### DOCUMENT EXCERPT

Im shocked they were so quick to persume! When my son was 6 weeks old (when they have the 6 week dr check) she noted down in his records of his MBS, so ther was no confussion later on. I come from a very Multi cultural town so its a very common thing in babies here, so they are trained and educated in MBS lucky for me! Maybe you could ask for ur child MBS to be noted in their records for the future?[wink

3timer Sun 03-May-09 11:42:24

My son has one on his wrist, so Im sure it is not that 'rare'.....God love you though...

When he was born, the midwife noticed it straight away and showed me...he also has alot around his bum and back.....they really do look like bruises, but professionals should be able to tell the difference IMO, I think I would to be honest....

Starbear Thu 14-May-09 21:19:38

It's shocking to think after 35 years that the medical profession do not know this. My Brother was put in an incubator?????!!!when he was born as my mum was white. My dad was away on business, when he came to visit his son, they looked surprised. The nurses promptly took him out and said sorry we didn't know his Dad was Asian and that accounts for the blue marks on his bum and back. As this was recorded in the hospital my Mum had no further problems.

dfmum Sun 18-Oct-09 09:35:44

*Blue Spot in Caucasian Baby*
I feel so sad for all of you that have been treated so badly. I only noticed my baby's quite pale blue spot at the top of his buttocks and running down the crack between them and really panicked about what might have happened. I had never heard of the condition, especially as my husband and I are both white!
The worst thing was, I was really worried about going to my GP in case they thought that I had abused my baby. What a sad world - that was my immediate worry after my worry about what had happened to him. I actually got my chiropractor to have a look at it and she had seen it before and told me the name Mongolian Blue Spot. I was so relieved having tormented myself about what it was - had he developed leukemia, all sorts of silly worries!
I shall take photos and make sure it's recorded after reading the threads on this discussion - very good advice, thank you.

northernspanishlass Fri 15-Jan-10 13:12:30

I had a similiar experience when my child was a baby. She had mbs up her back and bum, and speckled on her chest and a large spot on her leg.

I took her for a jab and when she saw her leg had a spot she was rubbing it and looked at it puzzling. She questioned me about it.

######

(CHECK YOUR UNDERSTANDING):
1) List the usernames that appear on the date-and-time lines of the forum thread about blue spots on babies.
2) Carry on the forum thread about blue spots on babies, picking up after its final sentence.

### DATA SUPPLIED

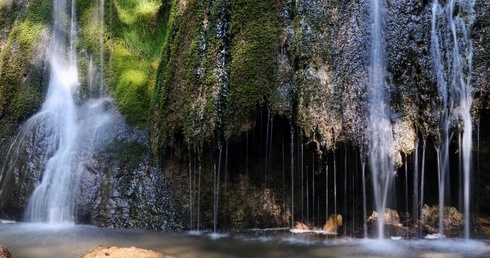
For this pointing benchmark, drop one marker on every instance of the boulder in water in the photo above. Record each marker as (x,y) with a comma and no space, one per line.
(4,252)
(391,217)
(114,251)
(301,226)
(333,223)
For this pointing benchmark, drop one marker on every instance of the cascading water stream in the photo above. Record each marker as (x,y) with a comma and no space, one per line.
(62,132)
(452,52)
(379,125)
(52,200)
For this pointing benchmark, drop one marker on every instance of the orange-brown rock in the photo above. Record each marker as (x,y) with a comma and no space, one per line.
(114,251)
(4,252)
(333,223)
(299,225)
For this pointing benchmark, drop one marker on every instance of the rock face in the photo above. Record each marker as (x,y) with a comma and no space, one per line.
(333,224)
(391,217)
(4,252)
(105,251)
(229,97)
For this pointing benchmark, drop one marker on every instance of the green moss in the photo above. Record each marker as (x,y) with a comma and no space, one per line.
(134,32)
(253,68)
(21,64)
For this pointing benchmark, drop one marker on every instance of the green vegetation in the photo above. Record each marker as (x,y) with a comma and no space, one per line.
(218,67)
(133,33)
(21,62)
(254,49)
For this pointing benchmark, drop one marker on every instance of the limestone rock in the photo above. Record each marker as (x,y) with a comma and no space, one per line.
(333,223)
(4,252)
(391,217)
(114,251)
(299,225)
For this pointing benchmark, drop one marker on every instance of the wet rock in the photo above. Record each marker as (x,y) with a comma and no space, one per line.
(300,225)
(453,220)
(4,252)
(105,251)
(333,223)
(391,217)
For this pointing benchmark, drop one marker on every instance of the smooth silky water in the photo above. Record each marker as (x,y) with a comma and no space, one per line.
(47,240)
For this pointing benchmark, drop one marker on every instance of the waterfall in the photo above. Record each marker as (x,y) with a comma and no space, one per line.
(452,52)
(66,132)
(53,199)
(379,125)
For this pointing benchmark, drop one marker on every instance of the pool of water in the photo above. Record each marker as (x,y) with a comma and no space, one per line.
(38,240)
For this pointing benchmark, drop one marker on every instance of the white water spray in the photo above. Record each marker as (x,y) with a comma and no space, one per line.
(379,126)
(52,200)
(68,130)
(452,52)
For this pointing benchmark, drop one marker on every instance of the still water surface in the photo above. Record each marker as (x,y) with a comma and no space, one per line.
(38,240)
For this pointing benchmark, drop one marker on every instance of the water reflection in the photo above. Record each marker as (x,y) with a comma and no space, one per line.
(42,240)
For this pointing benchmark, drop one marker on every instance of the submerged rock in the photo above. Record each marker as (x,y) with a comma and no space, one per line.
(391,217)
(114,251)
(333,223)
(4,252)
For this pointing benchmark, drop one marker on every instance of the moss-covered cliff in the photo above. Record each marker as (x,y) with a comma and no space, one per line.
(25,28)
(235,90)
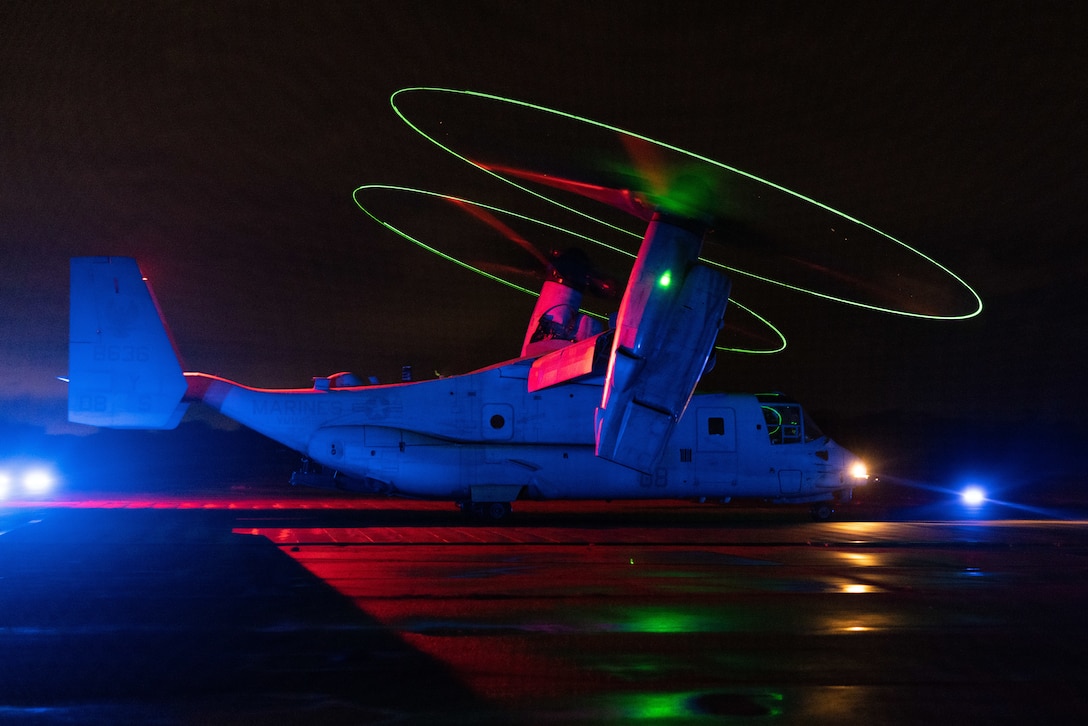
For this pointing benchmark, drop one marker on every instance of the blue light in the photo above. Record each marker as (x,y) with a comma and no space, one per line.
(973,495)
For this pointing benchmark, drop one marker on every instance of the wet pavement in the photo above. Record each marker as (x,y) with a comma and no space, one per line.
(259,605)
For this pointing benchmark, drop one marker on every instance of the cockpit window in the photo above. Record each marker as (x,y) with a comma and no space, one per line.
(812,431)
(783,422)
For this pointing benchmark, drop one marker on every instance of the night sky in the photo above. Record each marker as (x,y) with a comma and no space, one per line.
(220,146)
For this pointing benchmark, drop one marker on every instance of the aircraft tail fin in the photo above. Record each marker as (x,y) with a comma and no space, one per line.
(123,368)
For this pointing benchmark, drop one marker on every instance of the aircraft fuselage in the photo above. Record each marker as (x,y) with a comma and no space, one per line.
(485,437)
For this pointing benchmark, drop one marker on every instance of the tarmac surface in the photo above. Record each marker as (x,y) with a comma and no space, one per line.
(269,605)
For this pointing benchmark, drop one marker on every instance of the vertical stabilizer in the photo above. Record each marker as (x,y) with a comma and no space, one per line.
(123,369)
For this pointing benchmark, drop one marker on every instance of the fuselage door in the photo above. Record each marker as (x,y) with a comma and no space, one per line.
(715,456)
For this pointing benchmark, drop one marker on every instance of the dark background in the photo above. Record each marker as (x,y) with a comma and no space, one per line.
(220,146)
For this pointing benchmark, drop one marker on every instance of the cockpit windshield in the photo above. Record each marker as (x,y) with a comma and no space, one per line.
(787,422)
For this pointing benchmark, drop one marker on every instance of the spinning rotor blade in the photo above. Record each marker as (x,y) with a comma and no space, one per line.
(762,231)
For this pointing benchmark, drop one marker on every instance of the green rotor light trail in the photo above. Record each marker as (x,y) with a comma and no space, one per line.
(770,331)
(690,188)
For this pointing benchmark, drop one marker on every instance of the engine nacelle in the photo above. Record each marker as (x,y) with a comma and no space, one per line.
(665,332)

######

(ANSWERS PROVIDED):
1) 3timer, Starbear, dfmum, northernspanishlass

2)
I had to explain that it was her blue spot and her father was black. It did take some convincing.

It was a upsetting experience and I am perplexed that in this day and age, that nurses are unfamiliar about it.

I am sorry that you have had this upset. Hope you're OK soon.

Monadami Sat 16-Jan-10 19:46:46

It's amazing that we all know about Mongolian Blue spots, yet so many doctor's do not.

Disenchanted3 Sat 16-Jan-10 19:49:42

My son has a large one on his ribcage and his bum, my husband and I are both white which makes it quite rare and we got our health visitor and doctor to draw a picture of where the BS is and sign it and we take the red book whenever he goes anywhere to be examined so we have proof it is not a bruise.

Jemnot Sun 11-Apr-10 02:20:49


I guess we were very lucky then. My son had a MBS on his bottom/lower back and the lovely health visitor appeared shocked. She was just checking him for his hips. I'd not thought to mention that his father was Asian so she didn't know. I'm very white, I'm have typical Irish skin and I am the daughter of a redhead so I'm very pale. I inherited my mothers skin. Because of this she had no idea that my son was half Asian and she was shocked at the blue 'bruise' on my sons body.

It wasn't till my dp walked into the room that she sighed with relief and said 'ohhh...'

Thank God she was educated enough to know what it was. The first time my son had a seizure (he's perfectly healthy, he just has febrile fits occasionaly) the doctor made a big deal of describing his blue spot and also a cafe au lait spot on his thigh for the notes. She said it was to protect us in the future because we could prove (from his notes) that these were marks that were just natural and not bruises or something.